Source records
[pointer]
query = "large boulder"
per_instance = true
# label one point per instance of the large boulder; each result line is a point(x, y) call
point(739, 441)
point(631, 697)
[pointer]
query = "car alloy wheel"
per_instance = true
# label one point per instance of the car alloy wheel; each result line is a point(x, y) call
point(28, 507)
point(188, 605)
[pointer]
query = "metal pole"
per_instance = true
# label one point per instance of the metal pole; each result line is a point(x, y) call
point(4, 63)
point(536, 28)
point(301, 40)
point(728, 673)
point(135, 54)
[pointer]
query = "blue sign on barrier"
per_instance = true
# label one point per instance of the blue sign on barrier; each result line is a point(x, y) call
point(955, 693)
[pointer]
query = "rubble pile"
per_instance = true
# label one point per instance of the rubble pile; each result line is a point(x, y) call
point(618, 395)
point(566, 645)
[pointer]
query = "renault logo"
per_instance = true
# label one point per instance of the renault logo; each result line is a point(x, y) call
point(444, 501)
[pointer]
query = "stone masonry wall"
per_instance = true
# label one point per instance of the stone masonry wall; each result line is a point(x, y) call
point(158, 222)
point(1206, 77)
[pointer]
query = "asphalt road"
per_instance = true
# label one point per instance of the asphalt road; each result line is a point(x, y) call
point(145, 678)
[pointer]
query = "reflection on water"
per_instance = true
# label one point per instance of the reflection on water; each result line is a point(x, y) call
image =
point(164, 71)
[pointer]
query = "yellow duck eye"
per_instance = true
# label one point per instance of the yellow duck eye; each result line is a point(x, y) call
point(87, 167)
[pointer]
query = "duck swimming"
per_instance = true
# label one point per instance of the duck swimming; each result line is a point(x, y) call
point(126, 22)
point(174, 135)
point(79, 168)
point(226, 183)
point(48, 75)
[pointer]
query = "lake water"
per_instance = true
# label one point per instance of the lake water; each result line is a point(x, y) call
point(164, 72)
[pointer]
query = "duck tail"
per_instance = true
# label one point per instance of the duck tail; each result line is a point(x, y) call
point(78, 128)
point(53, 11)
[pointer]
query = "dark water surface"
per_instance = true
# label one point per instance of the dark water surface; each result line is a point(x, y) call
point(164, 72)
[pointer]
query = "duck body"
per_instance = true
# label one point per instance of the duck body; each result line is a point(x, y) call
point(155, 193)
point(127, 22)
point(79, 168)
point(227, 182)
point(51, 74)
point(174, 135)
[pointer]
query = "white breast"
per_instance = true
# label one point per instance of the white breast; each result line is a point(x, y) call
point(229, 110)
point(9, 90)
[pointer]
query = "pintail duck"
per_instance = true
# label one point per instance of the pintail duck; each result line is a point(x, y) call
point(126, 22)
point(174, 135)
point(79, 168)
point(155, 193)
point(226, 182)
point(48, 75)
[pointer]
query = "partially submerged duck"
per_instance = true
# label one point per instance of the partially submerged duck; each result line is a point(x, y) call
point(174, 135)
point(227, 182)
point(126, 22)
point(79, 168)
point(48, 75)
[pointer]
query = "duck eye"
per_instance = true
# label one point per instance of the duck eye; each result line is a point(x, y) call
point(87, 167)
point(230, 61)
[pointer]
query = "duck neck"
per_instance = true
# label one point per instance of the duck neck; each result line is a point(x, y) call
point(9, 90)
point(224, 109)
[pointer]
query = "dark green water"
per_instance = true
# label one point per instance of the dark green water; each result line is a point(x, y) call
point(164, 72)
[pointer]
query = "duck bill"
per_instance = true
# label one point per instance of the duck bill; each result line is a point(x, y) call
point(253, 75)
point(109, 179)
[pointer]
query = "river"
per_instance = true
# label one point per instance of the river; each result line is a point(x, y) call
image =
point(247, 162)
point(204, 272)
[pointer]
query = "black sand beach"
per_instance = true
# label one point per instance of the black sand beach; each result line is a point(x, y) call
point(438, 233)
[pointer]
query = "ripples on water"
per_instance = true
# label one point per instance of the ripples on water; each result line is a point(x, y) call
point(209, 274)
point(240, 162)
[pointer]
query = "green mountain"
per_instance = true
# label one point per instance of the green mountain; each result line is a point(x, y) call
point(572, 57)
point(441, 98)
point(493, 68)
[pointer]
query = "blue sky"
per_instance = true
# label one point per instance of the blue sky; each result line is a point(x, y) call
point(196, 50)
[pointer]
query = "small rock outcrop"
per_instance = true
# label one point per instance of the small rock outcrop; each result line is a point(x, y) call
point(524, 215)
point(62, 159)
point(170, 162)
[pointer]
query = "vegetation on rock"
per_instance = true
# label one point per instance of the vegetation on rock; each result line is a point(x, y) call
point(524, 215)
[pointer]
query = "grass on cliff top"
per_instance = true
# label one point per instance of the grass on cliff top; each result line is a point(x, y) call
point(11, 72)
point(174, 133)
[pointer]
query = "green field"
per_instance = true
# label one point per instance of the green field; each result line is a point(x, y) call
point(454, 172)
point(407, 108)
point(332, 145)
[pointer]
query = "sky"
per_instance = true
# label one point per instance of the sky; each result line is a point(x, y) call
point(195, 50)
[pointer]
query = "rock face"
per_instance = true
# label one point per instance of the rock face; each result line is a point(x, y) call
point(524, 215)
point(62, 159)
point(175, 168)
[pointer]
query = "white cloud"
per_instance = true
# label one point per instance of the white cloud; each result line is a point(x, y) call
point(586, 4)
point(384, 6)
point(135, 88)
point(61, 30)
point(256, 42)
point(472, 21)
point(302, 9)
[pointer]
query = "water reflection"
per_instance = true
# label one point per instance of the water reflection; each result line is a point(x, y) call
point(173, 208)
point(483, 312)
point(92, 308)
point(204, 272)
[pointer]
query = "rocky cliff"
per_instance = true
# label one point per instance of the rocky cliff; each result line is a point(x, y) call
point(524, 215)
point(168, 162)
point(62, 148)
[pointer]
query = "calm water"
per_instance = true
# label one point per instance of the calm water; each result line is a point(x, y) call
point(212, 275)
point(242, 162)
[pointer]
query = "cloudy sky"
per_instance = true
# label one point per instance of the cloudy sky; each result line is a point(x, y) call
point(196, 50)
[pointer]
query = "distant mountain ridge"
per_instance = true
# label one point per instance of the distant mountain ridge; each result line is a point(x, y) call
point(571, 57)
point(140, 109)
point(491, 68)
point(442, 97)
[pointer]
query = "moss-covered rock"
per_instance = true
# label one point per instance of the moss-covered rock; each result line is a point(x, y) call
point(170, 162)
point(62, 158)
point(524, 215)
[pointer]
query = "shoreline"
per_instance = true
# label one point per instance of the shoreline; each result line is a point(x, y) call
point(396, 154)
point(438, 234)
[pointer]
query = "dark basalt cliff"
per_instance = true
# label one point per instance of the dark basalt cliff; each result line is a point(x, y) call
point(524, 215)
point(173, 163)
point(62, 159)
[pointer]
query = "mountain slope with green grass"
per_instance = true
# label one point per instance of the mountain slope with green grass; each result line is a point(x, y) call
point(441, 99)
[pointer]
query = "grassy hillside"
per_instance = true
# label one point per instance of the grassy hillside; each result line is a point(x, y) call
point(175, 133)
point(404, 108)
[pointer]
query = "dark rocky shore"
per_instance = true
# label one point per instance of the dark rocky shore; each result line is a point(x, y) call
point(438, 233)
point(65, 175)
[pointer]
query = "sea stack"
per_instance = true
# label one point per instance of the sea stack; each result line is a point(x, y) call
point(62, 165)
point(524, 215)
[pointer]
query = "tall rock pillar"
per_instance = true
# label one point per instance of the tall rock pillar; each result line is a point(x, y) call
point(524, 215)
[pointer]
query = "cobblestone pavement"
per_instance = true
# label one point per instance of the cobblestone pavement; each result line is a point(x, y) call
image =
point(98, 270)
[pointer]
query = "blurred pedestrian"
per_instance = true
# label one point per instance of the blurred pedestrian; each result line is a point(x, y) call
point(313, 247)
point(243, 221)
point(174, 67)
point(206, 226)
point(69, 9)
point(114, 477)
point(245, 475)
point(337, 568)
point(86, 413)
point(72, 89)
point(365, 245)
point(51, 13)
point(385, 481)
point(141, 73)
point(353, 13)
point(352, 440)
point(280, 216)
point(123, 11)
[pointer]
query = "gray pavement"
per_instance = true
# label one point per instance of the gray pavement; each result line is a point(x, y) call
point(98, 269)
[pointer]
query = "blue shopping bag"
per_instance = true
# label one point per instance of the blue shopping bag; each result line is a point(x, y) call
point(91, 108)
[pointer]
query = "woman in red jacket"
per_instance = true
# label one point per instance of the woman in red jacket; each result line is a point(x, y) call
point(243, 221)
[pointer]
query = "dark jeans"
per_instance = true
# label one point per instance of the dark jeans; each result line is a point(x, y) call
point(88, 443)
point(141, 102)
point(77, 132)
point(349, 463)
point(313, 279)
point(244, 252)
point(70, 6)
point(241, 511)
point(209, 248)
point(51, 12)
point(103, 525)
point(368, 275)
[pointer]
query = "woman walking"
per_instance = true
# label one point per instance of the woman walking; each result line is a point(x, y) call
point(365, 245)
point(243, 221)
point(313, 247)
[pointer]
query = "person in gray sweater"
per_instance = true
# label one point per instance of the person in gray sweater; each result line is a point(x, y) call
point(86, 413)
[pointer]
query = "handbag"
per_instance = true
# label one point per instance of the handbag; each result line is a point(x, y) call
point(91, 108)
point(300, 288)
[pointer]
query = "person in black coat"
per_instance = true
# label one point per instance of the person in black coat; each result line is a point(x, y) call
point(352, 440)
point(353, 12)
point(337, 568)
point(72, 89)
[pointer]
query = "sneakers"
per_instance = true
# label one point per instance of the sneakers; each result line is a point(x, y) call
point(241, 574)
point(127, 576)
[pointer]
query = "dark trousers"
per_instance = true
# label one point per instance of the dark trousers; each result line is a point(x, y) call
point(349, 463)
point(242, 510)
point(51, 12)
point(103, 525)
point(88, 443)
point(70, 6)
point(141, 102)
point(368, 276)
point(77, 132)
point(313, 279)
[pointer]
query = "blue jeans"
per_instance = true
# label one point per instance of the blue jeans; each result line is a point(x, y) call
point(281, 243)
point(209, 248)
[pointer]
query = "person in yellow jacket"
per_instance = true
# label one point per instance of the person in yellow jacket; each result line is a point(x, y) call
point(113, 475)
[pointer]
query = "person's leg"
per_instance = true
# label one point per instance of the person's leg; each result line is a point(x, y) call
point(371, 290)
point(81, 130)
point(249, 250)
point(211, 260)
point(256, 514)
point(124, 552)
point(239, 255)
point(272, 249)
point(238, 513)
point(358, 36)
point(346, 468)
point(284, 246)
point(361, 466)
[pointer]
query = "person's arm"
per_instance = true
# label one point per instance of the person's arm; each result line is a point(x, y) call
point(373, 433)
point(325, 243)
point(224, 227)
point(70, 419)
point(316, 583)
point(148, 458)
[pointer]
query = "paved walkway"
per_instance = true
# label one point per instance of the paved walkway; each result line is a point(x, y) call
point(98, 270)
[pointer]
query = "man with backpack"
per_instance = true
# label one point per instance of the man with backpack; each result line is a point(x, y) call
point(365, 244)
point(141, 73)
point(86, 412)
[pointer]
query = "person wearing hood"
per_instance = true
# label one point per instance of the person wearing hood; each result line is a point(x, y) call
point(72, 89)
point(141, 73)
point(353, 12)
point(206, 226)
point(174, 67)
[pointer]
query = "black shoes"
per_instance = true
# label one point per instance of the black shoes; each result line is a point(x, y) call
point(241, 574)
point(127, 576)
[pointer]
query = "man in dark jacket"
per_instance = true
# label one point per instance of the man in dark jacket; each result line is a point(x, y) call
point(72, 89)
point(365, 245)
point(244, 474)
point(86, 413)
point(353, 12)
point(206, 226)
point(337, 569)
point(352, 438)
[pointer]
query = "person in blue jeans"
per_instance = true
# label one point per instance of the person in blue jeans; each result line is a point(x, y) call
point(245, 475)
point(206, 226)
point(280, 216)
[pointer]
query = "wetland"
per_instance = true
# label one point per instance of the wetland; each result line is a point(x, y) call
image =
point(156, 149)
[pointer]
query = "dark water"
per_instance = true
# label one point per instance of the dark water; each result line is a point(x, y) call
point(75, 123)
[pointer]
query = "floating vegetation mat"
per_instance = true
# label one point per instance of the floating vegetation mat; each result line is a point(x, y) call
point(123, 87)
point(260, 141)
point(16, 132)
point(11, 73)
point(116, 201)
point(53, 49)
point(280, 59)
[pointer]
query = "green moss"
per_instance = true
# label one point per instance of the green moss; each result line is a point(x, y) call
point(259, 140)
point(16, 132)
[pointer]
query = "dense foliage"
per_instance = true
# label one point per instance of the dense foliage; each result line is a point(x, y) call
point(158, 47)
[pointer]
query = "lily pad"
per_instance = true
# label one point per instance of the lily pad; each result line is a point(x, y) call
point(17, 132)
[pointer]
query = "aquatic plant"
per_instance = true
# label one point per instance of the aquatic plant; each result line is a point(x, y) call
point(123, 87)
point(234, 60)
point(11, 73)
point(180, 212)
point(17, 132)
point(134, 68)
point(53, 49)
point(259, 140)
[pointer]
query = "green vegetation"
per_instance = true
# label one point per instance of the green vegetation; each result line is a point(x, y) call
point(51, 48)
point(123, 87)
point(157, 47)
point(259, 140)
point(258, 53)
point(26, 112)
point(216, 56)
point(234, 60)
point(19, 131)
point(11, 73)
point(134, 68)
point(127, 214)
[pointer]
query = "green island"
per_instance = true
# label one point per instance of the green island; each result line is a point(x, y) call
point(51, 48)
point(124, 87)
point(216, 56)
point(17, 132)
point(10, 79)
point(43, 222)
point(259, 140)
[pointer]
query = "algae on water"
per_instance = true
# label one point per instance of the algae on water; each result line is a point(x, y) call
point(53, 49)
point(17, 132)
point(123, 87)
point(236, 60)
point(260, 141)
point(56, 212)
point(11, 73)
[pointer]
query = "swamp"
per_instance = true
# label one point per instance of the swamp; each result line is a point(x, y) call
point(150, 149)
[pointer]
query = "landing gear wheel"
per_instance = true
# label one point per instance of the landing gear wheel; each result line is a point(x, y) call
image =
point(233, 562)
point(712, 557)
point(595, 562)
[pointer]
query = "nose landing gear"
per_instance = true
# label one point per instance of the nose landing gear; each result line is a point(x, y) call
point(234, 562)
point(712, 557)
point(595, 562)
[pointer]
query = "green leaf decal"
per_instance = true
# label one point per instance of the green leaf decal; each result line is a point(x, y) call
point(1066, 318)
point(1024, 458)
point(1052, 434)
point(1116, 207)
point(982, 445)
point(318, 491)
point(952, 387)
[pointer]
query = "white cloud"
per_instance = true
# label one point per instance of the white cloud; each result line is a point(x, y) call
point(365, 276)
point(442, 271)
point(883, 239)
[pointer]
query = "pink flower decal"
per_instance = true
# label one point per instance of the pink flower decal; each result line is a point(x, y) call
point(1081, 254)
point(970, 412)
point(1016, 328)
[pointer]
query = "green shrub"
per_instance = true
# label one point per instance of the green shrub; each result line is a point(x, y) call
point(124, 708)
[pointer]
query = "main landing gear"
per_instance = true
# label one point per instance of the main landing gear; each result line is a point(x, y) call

**Aim of the exercise:** Please render the listing as a Markdown table with the columns Row and Line. Cover everything from its first line through the line containing "point(631, 697)", inclusive, and leave out blank lines.

**Completed task:**
| Row | Line |
|---|---|
| 1 | [pointer] |
| 2 | query = "large boulder" |
| 3 | per_instance = true |
| 4 | # label one point per instance of the large boulder; each result line is a point(x, y) call |
| 5 | point(739, 441) |
| 6 | point(631, 697) |